EXTRACTED DATA.

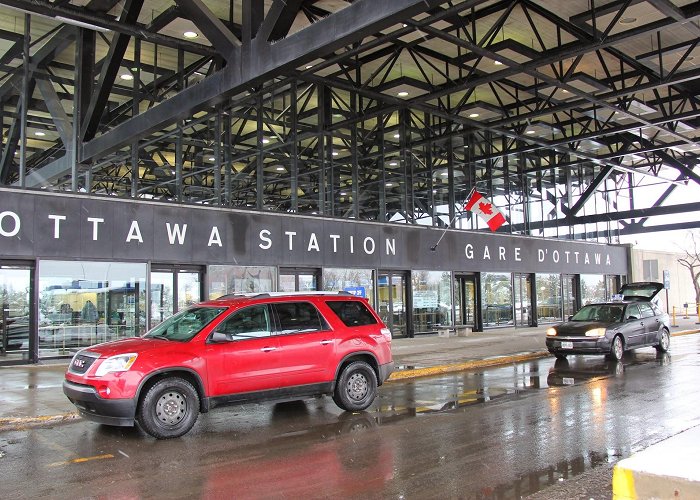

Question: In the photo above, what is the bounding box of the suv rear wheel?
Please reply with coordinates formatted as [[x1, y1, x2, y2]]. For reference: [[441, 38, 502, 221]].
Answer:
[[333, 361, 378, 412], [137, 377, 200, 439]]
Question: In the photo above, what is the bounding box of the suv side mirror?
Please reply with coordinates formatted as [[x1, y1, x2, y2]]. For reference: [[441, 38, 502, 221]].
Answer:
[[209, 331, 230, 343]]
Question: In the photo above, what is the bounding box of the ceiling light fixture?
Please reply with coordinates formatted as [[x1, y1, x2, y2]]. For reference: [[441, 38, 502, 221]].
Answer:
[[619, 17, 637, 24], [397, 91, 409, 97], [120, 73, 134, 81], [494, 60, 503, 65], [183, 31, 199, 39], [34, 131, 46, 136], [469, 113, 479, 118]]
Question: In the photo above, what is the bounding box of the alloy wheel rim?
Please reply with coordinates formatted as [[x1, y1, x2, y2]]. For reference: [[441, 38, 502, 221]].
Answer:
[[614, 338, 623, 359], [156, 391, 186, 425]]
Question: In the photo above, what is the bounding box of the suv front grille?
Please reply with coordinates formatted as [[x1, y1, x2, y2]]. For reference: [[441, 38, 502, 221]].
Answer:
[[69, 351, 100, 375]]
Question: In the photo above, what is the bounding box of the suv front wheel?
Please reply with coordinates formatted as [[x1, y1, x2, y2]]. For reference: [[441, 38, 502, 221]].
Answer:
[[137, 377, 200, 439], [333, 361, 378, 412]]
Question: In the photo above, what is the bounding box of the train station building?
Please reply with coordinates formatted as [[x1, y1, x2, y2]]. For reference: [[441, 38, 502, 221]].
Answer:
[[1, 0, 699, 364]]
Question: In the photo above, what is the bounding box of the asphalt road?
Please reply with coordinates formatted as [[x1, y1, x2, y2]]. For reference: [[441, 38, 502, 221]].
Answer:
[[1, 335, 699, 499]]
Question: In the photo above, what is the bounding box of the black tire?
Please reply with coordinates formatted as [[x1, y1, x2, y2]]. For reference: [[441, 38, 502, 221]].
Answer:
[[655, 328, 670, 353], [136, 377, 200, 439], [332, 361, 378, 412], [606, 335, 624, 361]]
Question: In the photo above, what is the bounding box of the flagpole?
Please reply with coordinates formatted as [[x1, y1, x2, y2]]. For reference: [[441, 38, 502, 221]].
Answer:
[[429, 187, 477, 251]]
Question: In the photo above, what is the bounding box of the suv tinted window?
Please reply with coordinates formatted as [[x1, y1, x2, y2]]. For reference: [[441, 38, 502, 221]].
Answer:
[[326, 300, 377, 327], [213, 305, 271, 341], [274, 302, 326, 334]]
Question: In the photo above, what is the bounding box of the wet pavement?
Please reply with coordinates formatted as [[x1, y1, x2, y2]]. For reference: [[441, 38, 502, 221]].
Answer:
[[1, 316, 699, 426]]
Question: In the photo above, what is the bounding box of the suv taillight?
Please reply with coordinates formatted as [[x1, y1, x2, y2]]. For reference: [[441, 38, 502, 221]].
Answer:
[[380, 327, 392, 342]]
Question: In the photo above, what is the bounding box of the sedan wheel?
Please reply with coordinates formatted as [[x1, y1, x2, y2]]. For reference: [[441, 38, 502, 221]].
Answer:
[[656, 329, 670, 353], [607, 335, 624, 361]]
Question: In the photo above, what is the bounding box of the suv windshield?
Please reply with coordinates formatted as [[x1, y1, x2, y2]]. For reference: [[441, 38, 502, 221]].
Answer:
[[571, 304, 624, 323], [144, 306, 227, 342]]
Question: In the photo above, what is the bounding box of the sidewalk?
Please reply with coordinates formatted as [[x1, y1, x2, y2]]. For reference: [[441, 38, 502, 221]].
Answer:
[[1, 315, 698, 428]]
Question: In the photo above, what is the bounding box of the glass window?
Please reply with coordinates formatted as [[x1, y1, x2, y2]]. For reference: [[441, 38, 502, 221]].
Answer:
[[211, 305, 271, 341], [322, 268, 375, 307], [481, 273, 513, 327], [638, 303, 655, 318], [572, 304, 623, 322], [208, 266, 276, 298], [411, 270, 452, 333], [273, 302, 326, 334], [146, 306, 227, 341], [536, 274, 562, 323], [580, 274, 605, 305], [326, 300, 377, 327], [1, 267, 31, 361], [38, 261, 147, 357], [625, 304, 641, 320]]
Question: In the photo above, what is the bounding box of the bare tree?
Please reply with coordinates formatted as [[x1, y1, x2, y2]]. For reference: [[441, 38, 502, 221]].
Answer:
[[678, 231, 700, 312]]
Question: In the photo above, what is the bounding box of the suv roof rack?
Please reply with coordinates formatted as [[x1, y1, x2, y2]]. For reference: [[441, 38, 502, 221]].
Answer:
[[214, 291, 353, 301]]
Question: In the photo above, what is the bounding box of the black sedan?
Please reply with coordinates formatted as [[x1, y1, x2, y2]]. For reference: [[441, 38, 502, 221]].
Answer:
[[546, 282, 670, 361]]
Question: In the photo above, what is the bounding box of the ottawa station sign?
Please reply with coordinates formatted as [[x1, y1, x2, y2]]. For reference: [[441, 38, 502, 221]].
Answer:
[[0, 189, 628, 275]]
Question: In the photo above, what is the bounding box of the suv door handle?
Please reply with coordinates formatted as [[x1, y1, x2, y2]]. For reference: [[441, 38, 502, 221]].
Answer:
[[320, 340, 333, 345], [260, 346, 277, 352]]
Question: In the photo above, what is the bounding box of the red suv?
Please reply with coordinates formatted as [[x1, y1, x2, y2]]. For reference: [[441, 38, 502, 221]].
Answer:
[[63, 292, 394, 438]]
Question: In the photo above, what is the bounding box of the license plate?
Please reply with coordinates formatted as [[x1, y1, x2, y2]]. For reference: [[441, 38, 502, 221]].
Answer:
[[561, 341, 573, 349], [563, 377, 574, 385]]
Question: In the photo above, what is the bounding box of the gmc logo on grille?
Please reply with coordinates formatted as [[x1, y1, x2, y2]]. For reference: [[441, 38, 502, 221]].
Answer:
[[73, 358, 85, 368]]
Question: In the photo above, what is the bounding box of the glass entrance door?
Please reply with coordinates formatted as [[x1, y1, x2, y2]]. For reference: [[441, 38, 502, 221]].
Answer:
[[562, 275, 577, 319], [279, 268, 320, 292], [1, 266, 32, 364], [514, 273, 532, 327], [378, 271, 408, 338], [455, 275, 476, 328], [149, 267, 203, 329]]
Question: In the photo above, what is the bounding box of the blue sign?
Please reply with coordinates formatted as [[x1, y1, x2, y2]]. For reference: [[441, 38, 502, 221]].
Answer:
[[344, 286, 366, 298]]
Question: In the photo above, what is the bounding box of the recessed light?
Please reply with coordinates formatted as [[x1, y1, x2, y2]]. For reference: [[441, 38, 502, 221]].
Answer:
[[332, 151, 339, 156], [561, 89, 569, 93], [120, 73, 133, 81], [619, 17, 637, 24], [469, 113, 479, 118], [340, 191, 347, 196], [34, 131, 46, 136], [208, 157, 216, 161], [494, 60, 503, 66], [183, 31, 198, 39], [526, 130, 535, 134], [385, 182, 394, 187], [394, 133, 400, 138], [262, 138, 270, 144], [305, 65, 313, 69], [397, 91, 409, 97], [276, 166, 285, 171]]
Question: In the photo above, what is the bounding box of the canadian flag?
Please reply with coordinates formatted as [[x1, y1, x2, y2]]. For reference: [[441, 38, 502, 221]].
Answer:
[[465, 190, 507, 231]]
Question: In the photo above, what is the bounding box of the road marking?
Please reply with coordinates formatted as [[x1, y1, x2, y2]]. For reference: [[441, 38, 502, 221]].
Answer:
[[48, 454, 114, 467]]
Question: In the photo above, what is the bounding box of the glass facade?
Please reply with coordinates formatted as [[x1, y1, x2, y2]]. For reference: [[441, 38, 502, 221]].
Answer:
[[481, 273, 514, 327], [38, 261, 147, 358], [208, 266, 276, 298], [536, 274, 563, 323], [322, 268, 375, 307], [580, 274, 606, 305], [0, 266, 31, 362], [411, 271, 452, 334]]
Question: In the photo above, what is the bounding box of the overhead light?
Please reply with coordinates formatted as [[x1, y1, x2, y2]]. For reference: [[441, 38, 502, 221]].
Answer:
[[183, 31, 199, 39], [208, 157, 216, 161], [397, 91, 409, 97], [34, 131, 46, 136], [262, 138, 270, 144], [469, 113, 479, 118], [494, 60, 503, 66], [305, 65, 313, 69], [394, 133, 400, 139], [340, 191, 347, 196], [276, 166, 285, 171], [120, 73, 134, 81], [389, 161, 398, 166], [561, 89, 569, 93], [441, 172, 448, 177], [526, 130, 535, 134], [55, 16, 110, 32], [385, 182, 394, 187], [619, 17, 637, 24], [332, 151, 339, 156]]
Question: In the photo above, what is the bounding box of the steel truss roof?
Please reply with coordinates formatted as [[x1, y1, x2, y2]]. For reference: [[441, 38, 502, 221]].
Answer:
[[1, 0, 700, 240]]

PROBLEM.
The lines above from the one containing "the bare tree?" through the one containing "suv roof rack?" are to be set down exactly, and no others.

SOLUTION.
Question: In the photo above, what is the bounding box of the bare tree?
Please reply with coordinates formatted as [[x1, y1, x2, y2]]. For reference: [[441, 38, 502, 221]].
Answer:
[[678, 231, 700, 312]]
Question: In the photo above, what is the bounding box of the suv roof rack?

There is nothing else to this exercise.